■ PROBLEM DETAILS:
The listing below is to be output in its exact form.

%%

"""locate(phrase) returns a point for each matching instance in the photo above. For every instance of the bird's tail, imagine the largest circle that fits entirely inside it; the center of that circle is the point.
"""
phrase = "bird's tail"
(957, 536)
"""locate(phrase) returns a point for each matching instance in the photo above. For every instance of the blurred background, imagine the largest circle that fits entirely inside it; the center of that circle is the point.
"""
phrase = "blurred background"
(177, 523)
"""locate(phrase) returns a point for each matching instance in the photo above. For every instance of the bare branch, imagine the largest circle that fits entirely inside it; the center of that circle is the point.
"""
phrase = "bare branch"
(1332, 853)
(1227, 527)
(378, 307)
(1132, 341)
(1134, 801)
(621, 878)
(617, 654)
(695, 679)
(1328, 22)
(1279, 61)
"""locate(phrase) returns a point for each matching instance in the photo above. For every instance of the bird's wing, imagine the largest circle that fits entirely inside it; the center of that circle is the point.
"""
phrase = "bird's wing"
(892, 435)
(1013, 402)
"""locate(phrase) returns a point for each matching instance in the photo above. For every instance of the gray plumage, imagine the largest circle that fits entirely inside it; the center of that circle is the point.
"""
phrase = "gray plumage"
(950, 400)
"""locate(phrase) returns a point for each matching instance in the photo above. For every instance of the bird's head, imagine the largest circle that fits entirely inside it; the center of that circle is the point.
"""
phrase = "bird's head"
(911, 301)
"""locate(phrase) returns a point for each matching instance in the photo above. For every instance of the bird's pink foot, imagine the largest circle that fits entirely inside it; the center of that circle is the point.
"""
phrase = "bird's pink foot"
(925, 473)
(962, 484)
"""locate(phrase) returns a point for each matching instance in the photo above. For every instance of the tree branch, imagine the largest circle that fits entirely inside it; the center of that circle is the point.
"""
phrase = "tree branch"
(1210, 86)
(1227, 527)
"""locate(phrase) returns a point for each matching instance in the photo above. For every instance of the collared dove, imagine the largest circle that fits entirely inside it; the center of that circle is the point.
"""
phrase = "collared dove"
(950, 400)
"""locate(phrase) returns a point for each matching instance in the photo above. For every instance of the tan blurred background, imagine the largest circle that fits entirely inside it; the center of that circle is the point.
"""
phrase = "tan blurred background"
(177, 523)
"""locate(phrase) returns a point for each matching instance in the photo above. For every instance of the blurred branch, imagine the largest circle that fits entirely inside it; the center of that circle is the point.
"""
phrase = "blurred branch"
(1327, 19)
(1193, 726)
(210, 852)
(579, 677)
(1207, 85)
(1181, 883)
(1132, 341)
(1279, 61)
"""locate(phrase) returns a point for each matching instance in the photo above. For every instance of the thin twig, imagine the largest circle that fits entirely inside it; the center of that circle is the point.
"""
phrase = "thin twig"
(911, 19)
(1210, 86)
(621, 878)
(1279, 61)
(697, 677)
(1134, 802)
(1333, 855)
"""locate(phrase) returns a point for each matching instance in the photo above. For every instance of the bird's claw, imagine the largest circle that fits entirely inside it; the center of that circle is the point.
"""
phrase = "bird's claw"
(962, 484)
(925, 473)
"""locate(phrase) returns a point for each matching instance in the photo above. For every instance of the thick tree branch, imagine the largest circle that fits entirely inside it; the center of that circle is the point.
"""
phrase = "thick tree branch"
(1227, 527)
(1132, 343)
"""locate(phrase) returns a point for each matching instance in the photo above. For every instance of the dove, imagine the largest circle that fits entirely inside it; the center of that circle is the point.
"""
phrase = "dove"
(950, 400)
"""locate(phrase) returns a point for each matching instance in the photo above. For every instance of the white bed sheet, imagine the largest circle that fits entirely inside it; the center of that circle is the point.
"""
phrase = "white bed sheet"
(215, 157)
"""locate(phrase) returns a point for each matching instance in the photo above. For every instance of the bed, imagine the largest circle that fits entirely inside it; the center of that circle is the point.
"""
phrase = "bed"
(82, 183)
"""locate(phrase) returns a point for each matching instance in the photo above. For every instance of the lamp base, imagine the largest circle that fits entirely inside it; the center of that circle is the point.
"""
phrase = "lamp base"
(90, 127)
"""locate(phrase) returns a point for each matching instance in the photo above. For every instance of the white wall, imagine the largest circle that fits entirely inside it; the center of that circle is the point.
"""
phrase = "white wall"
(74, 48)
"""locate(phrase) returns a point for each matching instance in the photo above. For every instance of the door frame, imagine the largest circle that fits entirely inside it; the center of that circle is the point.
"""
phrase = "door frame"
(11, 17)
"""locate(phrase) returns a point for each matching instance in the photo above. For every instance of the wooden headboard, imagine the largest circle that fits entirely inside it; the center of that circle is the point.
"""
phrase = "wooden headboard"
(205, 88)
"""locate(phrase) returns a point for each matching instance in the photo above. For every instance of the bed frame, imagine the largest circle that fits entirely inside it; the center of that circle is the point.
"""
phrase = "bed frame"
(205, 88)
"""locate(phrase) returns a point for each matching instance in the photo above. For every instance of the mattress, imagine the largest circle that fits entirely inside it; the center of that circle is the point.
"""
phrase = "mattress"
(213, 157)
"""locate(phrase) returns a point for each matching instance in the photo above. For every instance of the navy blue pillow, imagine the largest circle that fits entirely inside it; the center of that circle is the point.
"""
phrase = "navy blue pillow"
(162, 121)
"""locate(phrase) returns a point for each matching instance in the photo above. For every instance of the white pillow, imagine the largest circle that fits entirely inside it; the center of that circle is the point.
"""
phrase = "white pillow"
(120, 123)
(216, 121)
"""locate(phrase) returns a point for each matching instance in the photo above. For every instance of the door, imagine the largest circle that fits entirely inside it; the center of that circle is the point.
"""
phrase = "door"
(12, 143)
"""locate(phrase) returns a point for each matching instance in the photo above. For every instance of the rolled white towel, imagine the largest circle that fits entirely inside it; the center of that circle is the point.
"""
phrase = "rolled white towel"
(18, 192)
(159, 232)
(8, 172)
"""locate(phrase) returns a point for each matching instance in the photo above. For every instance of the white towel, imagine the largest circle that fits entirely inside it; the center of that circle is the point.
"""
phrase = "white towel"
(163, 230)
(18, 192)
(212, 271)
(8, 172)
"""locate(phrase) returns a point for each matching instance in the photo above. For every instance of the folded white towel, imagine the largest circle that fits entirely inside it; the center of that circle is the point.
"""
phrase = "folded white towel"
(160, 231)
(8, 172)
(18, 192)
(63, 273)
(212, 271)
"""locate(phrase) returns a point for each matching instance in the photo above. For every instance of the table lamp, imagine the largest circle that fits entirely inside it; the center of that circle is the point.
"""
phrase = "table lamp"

%%

■ ANSWER TO THIS PROBLEM:
"""locate(phrase) returns a point for each matching instance in the photo above. For every instance of the bird's tail, imagine the largest circle that fits entirely inside it; the center of that circle is the point.
"""
phrase = "bird's tail"
(957, 536)
"""locate(phrase) returns a point for each matching instance in the photo above. For every instance of the blurred background, imagine the largest circle that fits entirely inside it; the center of that circle is the point.
"""
phrase = "blurred background"
(177, 523)
"""locate(phrase) returns a point for each matching instance in the photo above. For every instance of the bare branch, imagine the largest circle that fits entirely inside it; the center of that circle is the point.
"""
phrase = "bare branch"
(1332, 853)
(1227, 527)
(378, 307)
(1132, 341)
(1134, 801)
(621, 878)
(617, 654)
(695, 679)
(1328, 22)
(1279, 61)
"""locate(phrase) returns a point for each matching instance in the photo above. For every instance of the bird's wing, imagine the largest circle that fits entirely inside it; the center of that circle is the point.
"""
phrase = "bird's wing"
(892, 435)
(1013, 402)
"""locate(phrase) returns a point for each matching instance in the photo above. For every instance of the gray plumage, imagine the largest circle that fits entirely inside it; the center of that circle is the point.
"""
phrase = "gray plumage"
(950, 400)
"""locate(phrase) returns a point for each matching instance in the photo above. For every instance of the bird's head, imagine the largest circle that fits entirely inside it; the center of that circle is the point.
"""
phrase = "bird's head"
(911, 301)
"""locate(phrase) returns a point for each matching instance in the photo above. For every instance of the bird's pink foot, imagine the largest circle that fits entirely inside it; the center of that circle is the point.
"""
phrase = "bird's pink foot"
(925, 473)
(962, 484)
"""locate(phrase) returns a point for each matching instance in the photo above. For every instance of the tree branch, imagine the largest circle that fits entirely inside it; the center of that circle is the point.
"""
phrase = "tree branch"
(1210, 86)
(1227, 527)
"""locate(phrase) returns a point for each matching instance in the photo above. For every instance of the collared dove, imagine the largest circle that fits entirely inside it; the center of that circle is the point.
"""
phrase = "collared dove"
(950, 400)
"""locate(phrase) returns a point for each matching instance in the photo above. For every instance of the tan blurred background, imagine the largest circle that fits entirely inside it; the center of that circle is the point.
"""
phrase = "tan blurred background"
(177, 523)
"""locate(phrase) returns a point for each matching instance in the photo above. For every instance of the blurred branch, imagine the largest circle that fits entirely inside it; the center of that circle is the point.
"""
phrase = "blurred branch"
(1327, 19)
(1193, 726)
(210, 852)
(579, 677)
(1207, 85)
(1181, 883)
(1132, 341)
(1279, 61)
"""locate(phrase) returns a point for each matching instance in the photo above. For every instance of the thin twig, imagine the largest circle that fits entirely inside it; the center of that circle is the point.
"""
phrase = "thin twig"
(911, 19)
(1210, 86)
(621, 878)
(1279, 61)
(697, 677)
(1134, 802)
(1333, 855)
"""locate(phrase) returns a point for each matching instance in the photo above. For every instance of the bird's claw, imagine the largest circle that fits entirely inside it; the center of that circle is the point.
"""
phrase = "bird's claw"
(962, 484)
(925, 473)
"""locate(phrase) returns a point for each matching instance in the photo above. For every instance of the thick tree branch, imagine the largest circle that fits entirely inside it; the center of that circle is the point.
"""
phrase = "thick tree branch"
(1227, 527)
(1132, 343)
"""locate(phrase) returns a point for each matching instance in the photo above. For every instance of the dove, imagine the largest circle that fits entirely inside it; the center of that circle is the point.
"""
phrase = "dove"
(950, 400)
"""locate(phrase) returns a point for each matching instance in the photo above. For every instance of the white bed sheet, imagine the largest circle that fits entirely inside it; the center of that circle is the point.
"""
phrase = "white bed sheet"
(215, 157)
"""locate(phrase) returns a point for each matching instance in the photo above. For every instance of the bed, imagine the largest circle that fits entirely inside it; the center of that circle is the point.
"""
phrase = "bed"
(82, 183)
"""locate(phrase) returns a point for each matching instance in the photo above. For every instance of the lamp base, imagine the largest circle that fits entirely inside it; the center of that circle is the point.
"""
phrase = "lamp base"
(90, 127)
"""locate(phrase) returns a point for each matching instance in the photo above. For every instance of the white wall, imagine the largest circle that fits entirely inside it; the center of that circle is the point.
"""
phrase = "white wall"
(74, 48)
"""locate(phrase) returns a point for each matching instance in the photo above. For every instance of the door frame, imagine the largest circle that fits entirely inside it; the center of that circle is the point.
"""
phrase = "door frame"
(11, 17)
"""locate(phrase) returns a point for each matching instance in the photo above. For every instance of the wooden headboard, imagine the largest circle that fits entirely inside it; the center of that circle is the point.
"""
phrase = "wooden headboard"
(205, 88)
"""locate(phrase) returns a point for each matching instance in the photo above. For every instance of the bed frame, imagine the largest circle that fits entirely inside it; the center of that circle is the point.
"""
phrase = "bed frame"
(205, 88)
"""locate(phrase) returns a point for each matching instance in the photo above. For every instance of the mattress, imagine the largest circle that fits entirely inside it; the center of that circle is the point.
"""
phrase = "mattress"
(213, 157)
"""locate(phrase) returns a point for each matching instance in the photo above. For every instance of the navy blue pillow, imagine the largest circle that fits entirely inside it; the center of that circle is the point.
"""
phrase = "navy blue pillow"
(162, 121)
"""locate(phrase) returns a point for each matching instance in the photo above. For every instance of the white pillow, imagine the largest circle that fits entirely inside it; the center of that circle is the point.
"""
phrase = "white pillow"
(120, 123)
(216, 121)
"""locate(phrase) returns a point for each matching instance in the photo above. For every instance of the door, imagine the largest circle that fits entirely inside it; the center of that circle is the point.
"""
phrase = "door"
(12, 143)
"""locate(phrase) returns a point for each matching instance in the photo above. For every instance of the rolled white towel, imagine the largest circle that fits entirely inside it; the center of that circle is the point.
"""
phrase = "rolled white towel"
(18, 192)
(159, 232)
(8, 172)
"""locate(phrase) returns a point for each matching instance in the photo above. For every instance of the white towel, imagine the largest circle that fits entirely inside it; the center of that circle is the point.
"""
phrase = "white towel"
(163, 230)
(18, 192)
(212, 271)
(8, 172)
"""locate(phrase) returns a point for each matching instance in the photo above. For every instance of the folded white towel, imagine the largest circle that fits entirely inside it; the center of that circle is the point.
"""
phrase = "folded white towel"
(160, 231)
(8, 172)
(18, 192)
(63, 273)
(212, 271)
"""locate(phrase) returns a point for each matching instance in the photo above. For every instance of the table lamp, imagine the largest circle that fits entirely inside it; the center of that circle is the point.
"""
phrase = "table lamp"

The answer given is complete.